* _WYBRANY FRAGMENT_:
——————

MARCIN DOBROWOLSKI, BIZNES24: Nawet 65 mld dolarów – To jest wartość rynku zamówień publicznych dla organizacji międzynarodowych. Ale polskie firmy trzymają się od tych zamówień i przetargów z daleka. To ma się zmienić. Ministerstwo Rozwoju i Technologii chce tego dokonać.
Artur Dąbkowski, naczelnik Wydziału Międzynarodowych Organizacji i Zamówień Publicznych w Departamencie Handlu i Współpracy Międzynarodowej Ministerstwa Rozwoju Technologii jest z nami. Dzień dobry.
ARTUR DĄBKOWSKI, MINISTERSTWO ROZWOJU I TECHNOLOGII: Dzień dobry panu. Dzień dobry Państwu.
TO JEST AUTOMATYCZNA TRANSKRYPCJA ROZMOWY PRZEPROWADZONEJ
NA ANTENIE TELEWIZJI BIZNES24
MD: Panie naczelniku, jaki jest udział polskich firm w międzynarodowych przetargach?

——————

* _DANE_:

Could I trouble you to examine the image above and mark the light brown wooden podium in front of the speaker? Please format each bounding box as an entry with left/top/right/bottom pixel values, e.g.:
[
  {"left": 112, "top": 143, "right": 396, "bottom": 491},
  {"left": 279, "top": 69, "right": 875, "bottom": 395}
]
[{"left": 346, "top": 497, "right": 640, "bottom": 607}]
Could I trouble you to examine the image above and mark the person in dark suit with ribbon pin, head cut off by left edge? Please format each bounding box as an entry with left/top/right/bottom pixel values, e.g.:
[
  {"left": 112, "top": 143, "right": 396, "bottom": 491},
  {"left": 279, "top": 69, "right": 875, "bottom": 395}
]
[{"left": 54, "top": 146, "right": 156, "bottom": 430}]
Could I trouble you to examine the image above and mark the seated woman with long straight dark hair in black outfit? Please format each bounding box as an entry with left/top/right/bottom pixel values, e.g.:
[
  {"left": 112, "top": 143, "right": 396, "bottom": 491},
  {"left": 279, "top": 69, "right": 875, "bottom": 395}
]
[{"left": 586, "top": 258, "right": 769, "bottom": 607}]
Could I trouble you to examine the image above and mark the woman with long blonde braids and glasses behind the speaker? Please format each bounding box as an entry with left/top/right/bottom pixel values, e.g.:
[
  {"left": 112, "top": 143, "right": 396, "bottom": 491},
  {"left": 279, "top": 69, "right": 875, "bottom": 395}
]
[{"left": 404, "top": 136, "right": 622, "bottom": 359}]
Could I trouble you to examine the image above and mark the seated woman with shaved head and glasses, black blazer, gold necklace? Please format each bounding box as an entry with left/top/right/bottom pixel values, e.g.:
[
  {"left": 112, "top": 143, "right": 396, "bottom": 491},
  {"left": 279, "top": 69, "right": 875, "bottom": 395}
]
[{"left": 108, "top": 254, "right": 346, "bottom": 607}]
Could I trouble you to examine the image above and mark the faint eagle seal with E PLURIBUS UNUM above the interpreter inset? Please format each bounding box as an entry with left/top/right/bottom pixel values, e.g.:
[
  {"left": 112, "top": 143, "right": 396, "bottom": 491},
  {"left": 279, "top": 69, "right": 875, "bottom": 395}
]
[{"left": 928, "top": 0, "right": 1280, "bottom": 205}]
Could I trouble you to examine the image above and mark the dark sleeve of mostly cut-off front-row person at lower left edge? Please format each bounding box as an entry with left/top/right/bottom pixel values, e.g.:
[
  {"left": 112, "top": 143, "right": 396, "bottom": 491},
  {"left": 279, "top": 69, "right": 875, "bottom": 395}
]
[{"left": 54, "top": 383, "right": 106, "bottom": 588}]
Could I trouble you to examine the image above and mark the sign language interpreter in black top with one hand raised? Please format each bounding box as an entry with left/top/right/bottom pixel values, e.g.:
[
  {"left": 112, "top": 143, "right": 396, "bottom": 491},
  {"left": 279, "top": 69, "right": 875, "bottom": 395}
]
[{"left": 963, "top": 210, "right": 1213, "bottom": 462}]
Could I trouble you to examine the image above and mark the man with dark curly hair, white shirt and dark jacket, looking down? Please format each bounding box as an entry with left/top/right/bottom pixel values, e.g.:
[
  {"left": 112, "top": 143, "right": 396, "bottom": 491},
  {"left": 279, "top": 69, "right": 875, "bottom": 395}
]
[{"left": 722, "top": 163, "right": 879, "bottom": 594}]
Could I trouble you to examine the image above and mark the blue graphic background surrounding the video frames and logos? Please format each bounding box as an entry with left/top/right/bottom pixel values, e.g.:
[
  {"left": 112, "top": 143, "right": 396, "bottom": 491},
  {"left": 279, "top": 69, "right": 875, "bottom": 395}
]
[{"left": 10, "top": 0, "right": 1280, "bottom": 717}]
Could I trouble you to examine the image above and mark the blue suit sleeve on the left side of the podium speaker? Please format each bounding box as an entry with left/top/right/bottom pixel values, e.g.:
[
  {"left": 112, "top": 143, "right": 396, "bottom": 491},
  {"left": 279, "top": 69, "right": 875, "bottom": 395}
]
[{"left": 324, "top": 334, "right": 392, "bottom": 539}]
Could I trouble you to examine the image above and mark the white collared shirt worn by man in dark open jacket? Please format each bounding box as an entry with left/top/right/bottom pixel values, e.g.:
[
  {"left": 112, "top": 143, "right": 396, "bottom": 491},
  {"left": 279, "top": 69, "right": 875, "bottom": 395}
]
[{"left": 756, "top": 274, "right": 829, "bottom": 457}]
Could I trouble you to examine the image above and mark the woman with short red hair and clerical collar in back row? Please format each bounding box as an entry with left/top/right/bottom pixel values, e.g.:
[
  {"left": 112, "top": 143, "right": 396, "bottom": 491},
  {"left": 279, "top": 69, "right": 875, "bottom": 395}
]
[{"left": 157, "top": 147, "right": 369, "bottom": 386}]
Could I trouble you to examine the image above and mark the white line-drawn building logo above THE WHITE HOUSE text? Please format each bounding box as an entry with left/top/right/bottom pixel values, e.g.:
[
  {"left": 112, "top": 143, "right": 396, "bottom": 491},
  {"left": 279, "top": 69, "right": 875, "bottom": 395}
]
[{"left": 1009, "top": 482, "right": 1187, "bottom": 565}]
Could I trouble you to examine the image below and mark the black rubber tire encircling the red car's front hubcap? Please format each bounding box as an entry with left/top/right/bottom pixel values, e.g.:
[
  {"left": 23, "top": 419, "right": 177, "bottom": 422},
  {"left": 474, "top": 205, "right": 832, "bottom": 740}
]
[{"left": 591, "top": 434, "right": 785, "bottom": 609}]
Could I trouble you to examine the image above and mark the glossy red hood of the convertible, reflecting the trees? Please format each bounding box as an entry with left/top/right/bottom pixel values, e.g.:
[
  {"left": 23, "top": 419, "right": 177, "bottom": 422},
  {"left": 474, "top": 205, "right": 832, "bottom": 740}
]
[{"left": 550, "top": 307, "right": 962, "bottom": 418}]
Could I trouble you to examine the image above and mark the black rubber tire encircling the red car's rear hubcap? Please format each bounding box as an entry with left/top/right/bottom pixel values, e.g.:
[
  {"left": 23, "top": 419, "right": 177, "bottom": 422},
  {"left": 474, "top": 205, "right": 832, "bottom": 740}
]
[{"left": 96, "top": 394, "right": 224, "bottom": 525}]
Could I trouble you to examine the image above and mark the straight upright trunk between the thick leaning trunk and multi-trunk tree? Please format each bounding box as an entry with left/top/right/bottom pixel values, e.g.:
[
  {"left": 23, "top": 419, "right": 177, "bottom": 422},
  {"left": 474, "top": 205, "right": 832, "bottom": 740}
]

——————

* _POLECENIE_:
Przedstaw w formie listy akapit rozmowy o przetargach zaczynający się od słów „MARCIN DOBROWOLSKI, BIZNES24: Nawet 65 mld dolarów”. Zachowaj jego główne informacje.

* _ODPOWIEDŹ_:
- Rynek zamówień publicznych dla organizacji międzynarodowych jest wart nawet 65 mld dolarów.
- Polskie firmy trzymają się z daleka od tych zamówień i przetargów.
- Ministerstwo Rozwoju i Technologii chce to zmienić.